## DESCRIPTION OF THE TASK
Records appear below. Give all of them again, exactly.

[EXTRACTED DATA]

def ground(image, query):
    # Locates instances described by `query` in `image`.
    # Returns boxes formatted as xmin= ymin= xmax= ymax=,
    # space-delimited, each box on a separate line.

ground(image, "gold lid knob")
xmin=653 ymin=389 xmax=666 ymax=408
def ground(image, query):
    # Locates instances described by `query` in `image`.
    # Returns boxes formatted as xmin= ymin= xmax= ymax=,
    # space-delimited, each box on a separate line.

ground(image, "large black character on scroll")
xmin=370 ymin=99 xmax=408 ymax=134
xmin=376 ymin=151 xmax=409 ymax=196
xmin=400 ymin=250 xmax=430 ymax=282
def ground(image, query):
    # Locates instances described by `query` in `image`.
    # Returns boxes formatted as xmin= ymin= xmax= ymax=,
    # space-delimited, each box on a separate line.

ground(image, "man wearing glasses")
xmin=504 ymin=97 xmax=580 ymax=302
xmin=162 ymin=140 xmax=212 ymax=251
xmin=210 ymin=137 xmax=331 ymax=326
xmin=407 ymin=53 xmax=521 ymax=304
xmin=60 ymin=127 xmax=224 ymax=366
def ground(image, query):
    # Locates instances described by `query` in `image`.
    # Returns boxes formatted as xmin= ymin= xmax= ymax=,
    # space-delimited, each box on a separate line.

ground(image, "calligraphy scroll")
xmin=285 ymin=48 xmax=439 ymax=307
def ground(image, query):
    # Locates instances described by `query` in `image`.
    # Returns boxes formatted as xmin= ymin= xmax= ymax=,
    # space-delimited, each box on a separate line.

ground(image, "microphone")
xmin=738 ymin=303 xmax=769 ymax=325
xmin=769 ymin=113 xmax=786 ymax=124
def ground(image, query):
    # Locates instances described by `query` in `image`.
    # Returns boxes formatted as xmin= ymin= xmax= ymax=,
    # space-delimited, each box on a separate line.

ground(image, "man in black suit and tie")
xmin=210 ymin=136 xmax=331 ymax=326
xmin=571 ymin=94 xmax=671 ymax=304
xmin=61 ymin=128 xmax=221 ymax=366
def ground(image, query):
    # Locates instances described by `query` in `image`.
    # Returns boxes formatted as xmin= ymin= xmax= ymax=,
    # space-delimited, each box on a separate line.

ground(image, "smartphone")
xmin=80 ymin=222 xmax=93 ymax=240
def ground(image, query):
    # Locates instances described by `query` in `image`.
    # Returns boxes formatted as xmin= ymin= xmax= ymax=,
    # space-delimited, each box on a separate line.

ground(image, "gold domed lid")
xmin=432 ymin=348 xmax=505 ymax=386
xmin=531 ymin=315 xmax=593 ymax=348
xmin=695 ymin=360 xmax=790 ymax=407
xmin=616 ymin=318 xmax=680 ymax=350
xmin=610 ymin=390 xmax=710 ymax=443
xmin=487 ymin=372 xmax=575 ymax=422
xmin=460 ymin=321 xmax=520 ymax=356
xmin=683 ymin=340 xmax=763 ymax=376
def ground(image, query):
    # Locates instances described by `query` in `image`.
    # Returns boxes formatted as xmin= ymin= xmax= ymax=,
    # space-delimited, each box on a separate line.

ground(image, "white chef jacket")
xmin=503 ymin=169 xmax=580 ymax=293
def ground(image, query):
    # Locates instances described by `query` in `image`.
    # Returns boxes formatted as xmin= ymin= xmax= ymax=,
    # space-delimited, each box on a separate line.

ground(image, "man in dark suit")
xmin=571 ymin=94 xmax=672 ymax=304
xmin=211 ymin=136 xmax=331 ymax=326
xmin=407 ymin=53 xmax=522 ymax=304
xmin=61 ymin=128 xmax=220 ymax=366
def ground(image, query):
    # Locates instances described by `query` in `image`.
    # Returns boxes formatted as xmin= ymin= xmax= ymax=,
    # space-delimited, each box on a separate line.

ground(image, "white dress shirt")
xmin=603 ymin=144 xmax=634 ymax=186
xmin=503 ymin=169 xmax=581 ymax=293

[/EXTRACTED DATA]

## ANSWER FOR THE TASK
def ground(image, query):
    # Locates instances described by `query` in `image`.
    # Returns boxes formatted as xmin= ymin= xmax= ymax=,
    # space-delimited, each box on a separate line.

ground(image, "gold lid knob")
xmin=653 ymin=389 xmax=666 ymax=408
def ground(image, query):
    # Locates instances described by `query` in `image`.
    # Returns boxes formatted as xmin= ymin= xmax= ymax=,
    # space-delimited, each box on a separate line.

ground(image, "large black character on scroll")
xmin=370 ymin=99 xmax=408 ymax=134
xmin=376 ymin=151 xmax=409 ymax=196
xmin=400 ymin=250 xmax=430 ymax=282
def ground(image, query):
    # Locates instances described by `query` in `image`.
    # Returns boxes formatted as xmin= ymin= xmax= ymax=,
    # space-delimited, each box on a separate line.

ground(image, "man wearing glasses")
xmin=504 ymin=97 xmax=580 ymax=302
xmin=162 ymin=140 xmax=212 ymax=251
xmin=210 ymin=137 xmax=331 ymax=326
xmin=407 ymin=53 xmax=521 ymax=304
xmin=60 ymin=127 xmax=224 ymax=366
def ground(image, query):
    # Locates instances described by `query` in `image`.
    # Returns boxes formatted as xmin= ymin= xmax= ymax=,
    # space-delimited, each box on a separate line.

ground(image, "calligraphy scroll")
xmin=285 ymin=48 xmax=439 ymax=307
def ground(image, query):
    # Locates instances described by `query` in `image`.
    # Returns boxes formatted as xmin= ymin= xmax= ymax=,
    # space-delimited, each box on a separate line.

ground(image, "microphone")
xmin=738 ymin=303 xmax=769 ymax=325
xmin=769 ymin=113 xmax=786 ymax=124
def ground(image, query):
    # Locates instances described by `query` in `image`.
    # Returns boxes formatted as xmin= ymin= xmax= ymax=,
    # space-delimited, each box on a separate line.

ground(image, "man in black suit and tie")
xmin=210 ymin=136 xmax=331 ymax=326
xmin=571 ymin=94 xmax=671 ymax=304
xmin=61 ymin=128 xmax=221 ymax=366
def ground(image, query):
    # Locates instances described by `query` in `image`.
    # Returns boxes formatted as xmin= ymin= xmax= ymax=,
    # space-delimited, each box on a separate line.

ground(image, "smartphone")
xmin=80 ymin=222 xmax=93 ymax=240
def ground(image, query):
    # Locates instances described by `query` in `image`.
    # Returns boxes formatted as xmin= ymin= xmax= ymax=,
    # space-delimited, each box on a separate line.

ground(image, "gold domed lid")
xmin=432 ymin=348 xmax=505 ymax=386
xmin=531 ymin=315 xmax=593 ymax=348
xmin=695 ymin=360 xmax=790 ymax=407
xmin=616 ymin=318 xmax=680 ymax=350
xmin=610 ymin=390 xmax=710 ymax=443
xmin=487 ymin=372 xmax=575 ymax=422
xmin=460 ymin=321 xmax=520 ymax=356
xmin=683 ymin=340 xmax=763 ymax=376
def ground(image, query):
    # Locates instances described by `query` in `image`.
    # Returns boxes formatted as xmin= ymin= xmax= ymax=,
    # space-delimited, each box on a separate line.

ground(image, "white chef jacket")
xmin=503 ymin=169 xmax=580 ymax=293
def ground(image, query):
    # Locates instances described by `query` in `image`.
    # Returns boxes formatted as xmin= ymin= xmax= ymax=,
    # space-delimited, each box on a separate line.

ground(image, "man in dark suit")
xmin=571 ymin=94 xmax=672 ymax=304
xmin=211 ymin=136 xmax=331 ymax=326
xmin=407 ymin=53 xmax=522 ymax=304
xmin=61 ymin=128 xmax=220 ymax=366
def ground(image, query):
    # Locates instances described by `query` in `image`.
    # Returns boxes formatted as xmin= ymin= xmax= ymax=,
    # space-delimited, each box on a separate line.

ground(image, "white dress shirt")
xmin=603 ymin=144 xmax=634 ymax=186
xmin=503 ymin=169 xmax=581 ymax=293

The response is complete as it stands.